-- start Document segment --

Now for the third element - likelihood of confusion. A plaintiff can establish "likelihood of confusion" by showing "proof of continued, unauthorized use of an original trademark by one whose license to use the trademark had been terminated." U.S. Structures, Inc. v. J.P. Structures, Inc. , 130 F.3d 1185, 1190 (6th Cir. 1997). See also Blue Cross & Blue Shield Mut. of Ohio v. Blue Cross & Blue Shield Ass'n , 110 F.3d 318, 333 (6th Cir. 1997) ("[T]he unauthorized use of a mark by a former licensee is particularly likely to cause consumer confusion."). In the context of a franchisor-franchisee relationship, a franchisor can establish likelihood of confusion by proving a franchisee to be a "holdover franchisee" - one who was properly terminated but continues to operate using the franchisor's marks and logos. See Dunkin' Donuts Franchised Restaurants LLC v. N. Thakkar, Inc. , 2009 WL 10679563, at *4 (S.D. Ohio 2009) (internal quotation marks omitted). See also S & R Corp. v. Jiffy Lube Int'l, Inc., 968 F.2d 371, 375 (3d Cir. 1992) (finding a considerable likelihood of confusion when an infringer uses the exact trademark as the franchisor).

-- end Document segment --
-- start Raw records --

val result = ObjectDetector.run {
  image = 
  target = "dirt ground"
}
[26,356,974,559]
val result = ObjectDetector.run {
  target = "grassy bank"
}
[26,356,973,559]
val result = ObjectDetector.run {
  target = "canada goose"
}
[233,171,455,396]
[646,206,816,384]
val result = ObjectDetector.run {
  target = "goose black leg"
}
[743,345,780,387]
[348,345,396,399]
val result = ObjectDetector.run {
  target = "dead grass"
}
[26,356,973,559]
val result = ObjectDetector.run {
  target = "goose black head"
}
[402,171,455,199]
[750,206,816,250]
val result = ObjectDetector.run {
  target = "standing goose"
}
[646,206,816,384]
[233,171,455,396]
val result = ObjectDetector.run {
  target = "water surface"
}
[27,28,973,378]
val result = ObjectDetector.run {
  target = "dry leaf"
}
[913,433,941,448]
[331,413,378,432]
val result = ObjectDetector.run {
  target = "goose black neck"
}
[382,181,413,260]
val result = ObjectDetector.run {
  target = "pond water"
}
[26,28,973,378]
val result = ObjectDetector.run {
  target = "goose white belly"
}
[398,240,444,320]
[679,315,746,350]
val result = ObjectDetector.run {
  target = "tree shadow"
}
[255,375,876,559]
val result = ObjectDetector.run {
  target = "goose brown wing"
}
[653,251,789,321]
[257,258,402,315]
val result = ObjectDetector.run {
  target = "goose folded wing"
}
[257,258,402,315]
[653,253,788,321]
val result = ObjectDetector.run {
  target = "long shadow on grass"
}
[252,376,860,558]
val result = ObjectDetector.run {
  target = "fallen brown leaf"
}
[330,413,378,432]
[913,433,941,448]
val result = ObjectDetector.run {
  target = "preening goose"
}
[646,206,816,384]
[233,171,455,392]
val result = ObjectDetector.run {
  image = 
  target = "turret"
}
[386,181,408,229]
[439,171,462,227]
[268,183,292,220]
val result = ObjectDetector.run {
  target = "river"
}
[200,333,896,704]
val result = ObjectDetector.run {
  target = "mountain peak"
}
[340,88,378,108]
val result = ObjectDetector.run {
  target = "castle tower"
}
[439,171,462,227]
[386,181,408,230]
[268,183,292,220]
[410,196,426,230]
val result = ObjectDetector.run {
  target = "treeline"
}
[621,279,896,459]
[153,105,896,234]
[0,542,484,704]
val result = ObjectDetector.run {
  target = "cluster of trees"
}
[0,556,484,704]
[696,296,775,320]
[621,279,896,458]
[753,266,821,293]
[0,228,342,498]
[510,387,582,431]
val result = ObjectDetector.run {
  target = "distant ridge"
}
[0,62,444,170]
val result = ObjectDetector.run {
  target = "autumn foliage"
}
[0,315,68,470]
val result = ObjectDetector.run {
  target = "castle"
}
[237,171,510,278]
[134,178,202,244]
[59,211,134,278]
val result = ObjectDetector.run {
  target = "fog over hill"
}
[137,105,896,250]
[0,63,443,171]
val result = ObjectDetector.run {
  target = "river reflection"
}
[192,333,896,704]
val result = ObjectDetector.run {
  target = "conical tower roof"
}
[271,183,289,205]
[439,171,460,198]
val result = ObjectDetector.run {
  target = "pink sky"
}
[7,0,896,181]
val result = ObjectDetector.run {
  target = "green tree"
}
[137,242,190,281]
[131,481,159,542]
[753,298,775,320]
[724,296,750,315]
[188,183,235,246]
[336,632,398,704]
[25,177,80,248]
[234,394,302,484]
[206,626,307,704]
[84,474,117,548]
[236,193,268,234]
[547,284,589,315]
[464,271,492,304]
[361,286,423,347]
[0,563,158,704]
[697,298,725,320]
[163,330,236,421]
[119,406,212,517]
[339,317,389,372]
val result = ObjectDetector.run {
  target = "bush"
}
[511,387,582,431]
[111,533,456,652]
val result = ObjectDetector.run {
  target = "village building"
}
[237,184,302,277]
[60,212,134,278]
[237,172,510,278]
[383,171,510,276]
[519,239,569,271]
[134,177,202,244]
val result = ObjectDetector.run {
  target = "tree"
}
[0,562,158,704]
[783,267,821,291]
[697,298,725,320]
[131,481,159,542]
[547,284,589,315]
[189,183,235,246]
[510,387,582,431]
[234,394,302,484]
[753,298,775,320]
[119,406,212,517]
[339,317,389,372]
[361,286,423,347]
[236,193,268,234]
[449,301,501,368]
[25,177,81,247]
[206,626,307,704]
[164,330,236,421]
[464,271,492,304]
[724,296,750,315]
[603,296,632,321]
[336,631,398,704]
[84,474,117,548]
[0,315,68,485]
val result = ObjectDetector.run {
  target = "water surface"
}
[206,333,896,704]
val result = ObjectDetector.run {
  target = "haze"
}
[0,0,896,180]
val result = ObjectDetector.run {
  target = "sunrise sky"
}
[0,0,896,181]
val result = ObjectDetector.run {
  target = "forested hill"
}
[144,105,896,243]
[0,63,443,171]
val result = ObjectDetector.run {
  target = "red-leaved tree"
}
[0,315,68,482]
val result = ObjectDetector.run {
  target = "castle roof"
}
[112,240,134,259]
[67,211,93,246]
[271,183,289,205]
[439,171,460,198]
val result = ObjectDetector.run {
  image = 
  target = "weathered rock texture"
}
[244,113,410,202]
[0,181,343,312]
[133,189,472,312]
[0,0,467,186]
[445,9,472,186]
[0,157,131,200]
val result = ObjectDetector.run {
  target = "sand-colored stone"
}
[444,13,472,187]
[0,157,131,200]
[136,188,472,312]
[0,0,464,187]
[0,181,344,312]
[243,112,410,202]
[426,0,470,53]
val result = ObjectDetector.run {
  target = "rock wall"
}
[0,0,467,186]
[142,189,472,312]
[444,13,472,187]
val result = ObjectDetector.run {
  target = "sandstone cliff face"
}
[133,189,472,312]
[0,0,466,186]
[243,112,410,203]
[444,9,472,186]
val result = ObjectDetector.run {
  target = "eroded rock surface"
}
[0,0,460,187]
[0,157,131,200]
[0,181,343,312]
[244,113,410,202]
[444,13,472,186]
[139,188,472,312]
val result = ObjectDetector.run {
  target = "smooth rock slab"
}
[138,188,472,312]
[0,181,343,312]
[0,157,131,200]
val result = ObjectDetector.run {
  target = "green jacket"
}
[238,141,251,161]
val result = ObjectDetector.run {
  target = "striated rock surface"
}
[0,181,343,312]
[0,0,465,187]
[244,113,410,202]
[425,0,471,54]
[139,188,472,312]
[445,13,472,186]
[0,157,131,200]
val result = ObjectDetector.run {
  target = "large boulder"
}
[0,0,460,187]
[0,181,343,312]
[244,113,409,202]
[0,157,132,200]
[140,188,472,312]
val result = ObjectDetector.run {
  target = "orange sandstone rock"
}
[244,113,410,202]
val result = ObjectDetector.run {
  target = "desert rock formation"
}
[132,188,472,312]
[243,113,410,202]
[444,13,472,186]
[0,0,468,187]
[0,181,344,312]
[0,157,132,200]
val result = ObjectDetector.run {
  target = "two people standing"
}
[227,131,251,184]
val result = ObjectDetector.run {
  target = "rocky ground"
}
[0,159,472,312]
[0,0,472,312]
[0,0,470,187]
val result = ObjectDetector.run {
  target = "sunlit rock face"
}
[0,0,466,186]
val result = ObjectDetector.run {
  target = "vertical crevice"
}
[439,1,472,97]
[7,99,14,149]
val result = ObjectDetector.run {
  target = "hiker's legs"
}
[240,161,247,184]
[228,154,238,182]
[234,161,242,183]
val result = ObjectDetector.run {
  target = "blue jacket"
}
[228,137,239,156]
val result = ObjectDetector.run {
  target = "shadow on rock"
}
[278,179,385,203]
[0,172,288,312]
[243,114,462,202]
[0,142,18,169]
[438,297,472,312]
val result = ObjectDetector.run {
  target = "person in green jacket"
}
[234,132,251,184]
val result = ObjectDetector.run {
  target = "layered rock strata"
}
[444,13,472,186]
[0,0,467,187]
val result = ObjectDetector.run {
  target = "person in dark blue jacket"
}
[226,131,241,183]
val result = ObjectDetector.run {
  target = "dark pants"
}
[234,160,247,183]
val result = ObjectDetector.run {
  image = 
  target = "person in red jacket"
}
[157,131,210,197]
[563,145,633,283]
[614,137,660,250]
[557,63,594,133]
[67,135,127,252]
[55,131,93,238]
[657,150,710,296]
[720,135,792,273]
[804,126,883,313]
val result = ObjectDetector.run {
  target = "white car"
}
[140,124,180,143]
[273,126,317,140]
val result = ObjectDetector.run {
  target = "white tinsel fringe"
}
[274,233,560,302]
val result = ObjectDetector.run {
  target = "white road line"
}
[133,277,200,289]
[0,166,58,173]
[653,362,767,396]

-- end Raw records --

Things to do:
**a)** Please copy the passage on likelihood of confusion word for word, in full.
**b)** How many lines of the records contain the string "hill"? Case matters. Reply with the number alone.

Solutions per task:
**a)**
Now for the third element - likelihood of confusion. A plaintiff can establish "likelihood of confusion" by showing "proof of continued, unauthorized use of an original trademark by one whose license to use the trademark had been terminated." U.S. Structures, Inc. v. J.P. Structures, Inc. , 130 F.3d 1185, 1190 (6th Cir. 1997). See also Blue Cross & Blue Shield Mut. of Ohio v. Blue Cross & Blue Shield Ass'n , 110 F.3d 318, 333 (6th Cir. 1997) ("[T]he unauthorized use of a mark by a former licensee is particularly likely to cause consumer confusion."). In the context of a franchisor-franchisee relationship, a franchisor can establish likelihood of confusion by proving a franchisee to be a "holdover franchisee" - one who was properly terminated but continues to operate using the franchisor's marks and logos. See Dunkin' Donuts Franchised Restaurants LLC v. N. Thakkar, Inc. , 2009 WL 10679563, at *4 (S.D. Ohio 2009) (internal quotation marks omitted). See also S & R Corp. v. Jiffy Lube Int'l, Inc., 968 F.2d 371, 375 (3d Cir. 1992) (finding a considerable likelihood of confusion when an infringer uses the exact trademark as the franchisor).

**b)** 2